» **PAGE EXTRACT**
Court of Appeals of Minnesota

September 9, 2013

State of Minnesota, Respondent,
v.
Will Arnold Sandstrom, Appellant.

UNPUBLISHED OPINION

St. Louis County District Court File No. 69HI-CR-11-666

Lori Swanson, Attorney General, St. Paul, Minnesota; and Mark S. Rubin, St. Louis County Attorney, Brian D. Simonson, Assistant County Attorney, Hibbing, Minnesota (for respondent).

David W. Merchant, Chief Appellate Public Defender, Jennifer L. Lauermann, Assistant Public Defender, St. Paul, Minnesota (for appellant).

Considered and decided by Worke, Presiding Judge; Rodenberg, Judge; and Smith, Judge.

RODENBERG, Judge

Appellant challenges his conviction for misdemeanor trespass in violation of Minn. Stat. § 609.605, subd. 1(b)(3) (2010), arguing that the evidence presented at trial is insufficient to support the jury verdict. We affirm.

FACTS

Appellant Will Arnold Sandstrom and his neighbors, Avery Sipola and his family, have a long history of disputes over the boundary lines of their adjoining properties. Appellant and Avery Sipola reached an agreement to conclude litigation over the property and boundary disputes. The 2009 settlement agreement set forth the legal descriptions of the parties' properties, defined the common boundary in dispute, allowed either to pay for and install a fence adjoining the common boundary, and prohibited the parties from "harassing each other, from trespassing on the property of the other, and from damaging the fencing or other personal property of the other party." The 2009 settlement agreement also prohibited the parties from "directly or indirectly, assert[ing] any boundary or ownership claim against the property of the other." The 2009 settlement agreement was approved and adopted by the St. Louis County district court in an Order and Decree Approving Settlement and Determining Judicial Landmarks, which was signed on September 22, 2009.

» **SOURCE DATA**
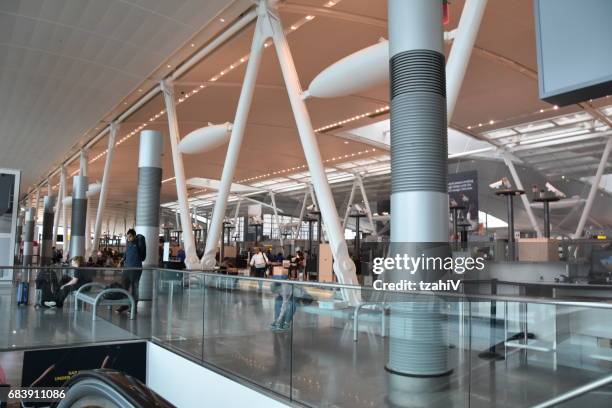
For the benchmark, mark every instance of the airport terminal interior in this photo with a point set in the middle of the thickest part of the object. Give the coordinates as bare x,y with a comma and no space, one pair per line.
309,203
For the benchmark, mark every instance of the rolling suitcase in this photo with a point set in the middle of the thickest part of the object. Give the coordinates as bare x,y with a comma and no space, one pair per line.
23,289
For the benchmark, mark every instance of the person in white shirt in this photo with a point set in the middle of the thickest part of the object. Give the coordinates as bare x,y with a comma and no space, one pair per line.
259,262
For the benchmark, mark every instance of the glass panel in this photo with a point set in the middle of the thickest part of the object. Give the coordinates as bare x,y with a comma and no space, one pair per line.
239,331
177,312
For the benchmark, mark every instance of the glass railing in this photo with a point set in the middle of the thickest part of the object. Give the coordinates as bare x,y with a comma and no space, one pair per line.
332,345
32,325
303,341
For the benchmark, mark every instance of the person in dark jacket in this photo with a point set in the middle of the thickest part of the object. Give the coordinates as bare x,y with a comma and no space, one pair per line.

---

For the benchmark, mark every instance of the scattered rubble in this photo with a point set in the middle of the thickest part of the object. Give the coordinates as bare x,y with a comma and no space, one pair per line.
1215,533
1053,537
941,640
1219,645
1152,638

* * *

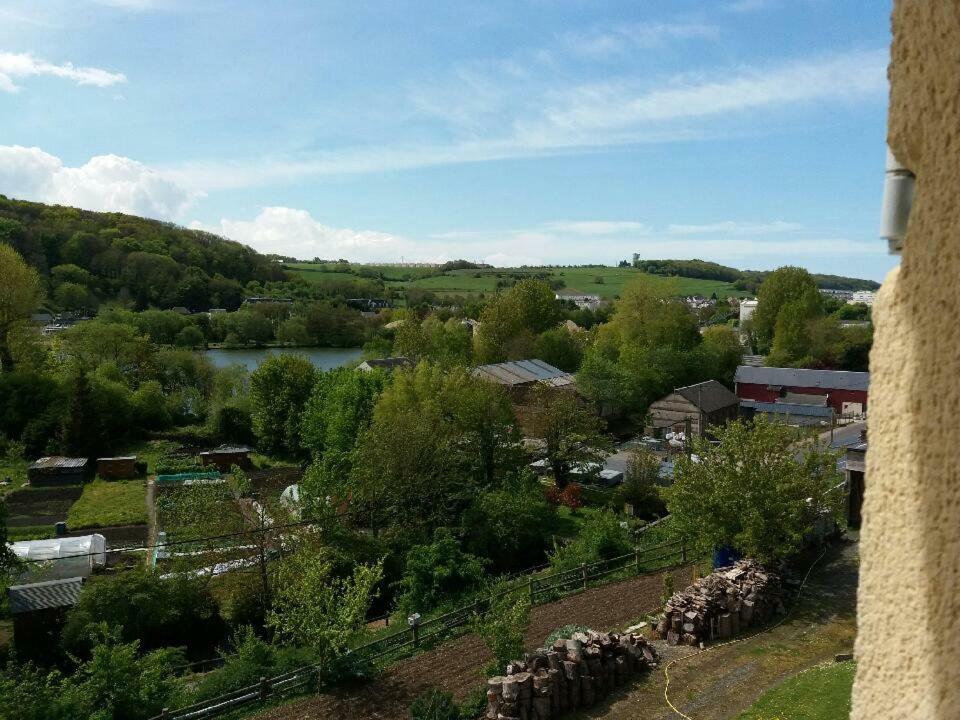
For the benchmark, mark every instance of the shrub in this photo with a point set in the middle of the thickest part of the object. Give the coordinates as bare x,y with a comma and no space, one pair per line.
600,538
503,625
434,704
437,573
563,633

» **EXERCISES**
**A.** Can you filter the records down to only the lines that contain the word "glass"?
**B.** Can you write the next part of the Minnesota trespass appeal opinion, starting right after its final sentence?
The court opinion has no connection to the records.

» **ANSWERS GIVEN**
**A.**
For the benchmark, mark every instance of the glass panel in this photo with a point set in the middle of the thickest part of the object. Give the coordinates as bare x,y with a comma and no space, one pair per line.
For the benchmark, mark every instance of the glass railing in this photo with a point set in the middle of the thickest part of the object. Give the coordinates as bare x,y with a comma and no space, one pair per line.

**B.**
On June 3, 2011, appellant went to the Hibbing Sheriff's Office[1] and advised Deputy Andrew Feiro that he was planning to use "Sandstrom Road" on the Sipola property to access his own property. Deputy Feiro was aware of the parties' property disputes and warned appellant that, because the road was a private driveway belonging to Sipola, appellant would be cited for trespass if he used it. Appellant maintained that he would use the road and that he wanted the trespass citation.

Sometime in July 2011, appellant went to the sheriff's office in Virginia, Minnesota, where he spoke with Sgt. John Skelton. Appellant advised Sgt. Skelton that he possessed records evidencing his ownership of the right to use Sandstrom Road, which records he claimed to have left in his vehicle. Sgt. Skelton, who was not aware of the history of property disputes involving appellant and Sipola, directed appellant to the Hibbing Sheriff's Office, which had jurisdiction over the land identified by appellant. Sgt. Skelton reminded appellant that he was not appellant's attorney, nor could he give appellant legal advice but told him that "if he did in fact have paperwork showing that the property was owned by himself it should not be an issue."

When Sipola returned home on July 19, 2011, he discovered appellant sitting in a car parked on the gravel driveway, which was not open to the public, was maintained by Sipola, and was situated near the Sipola home. The driveway, which was posted with several "no trespassing" signs, was included in the land awarded to Sipola under the 2009 settlement agreement. Sipola approached appellant and informed appellant that he had no business on the Sipola property and that appellant was not to be there. When Sipola asked appellant to leave, appellant refused to do so. Sipola gave appellant another chance to leave before calling the sheriff. Appellant again refused to leave and claimed that he was "adverse possessing" Sipola's driveway. Sipola called 9-1-1. While Sipola was on the phone, appellant became "irate and started screaming and yelling" that the road belonged to him. The 9-1-1 operator asked Sipola if he was in danger and advised him to sit in his car with the doors locked and the windows shut. Sipola returned to his car and stayed on the phone with the 9-1-1 operator while appellant started "digging around in the back seat" of his vehicle. While still on the phone with the 9-1-1 operator, Sipola then turned his vehicle in such a way as to prevent appellant from leaving. At trial, Sipola testified that he blocked the driveway to ensure that appellant would remain on the property until law enforcement arrived. When Deputy Feiro arrived on the scene, Sipola moved his vehicle.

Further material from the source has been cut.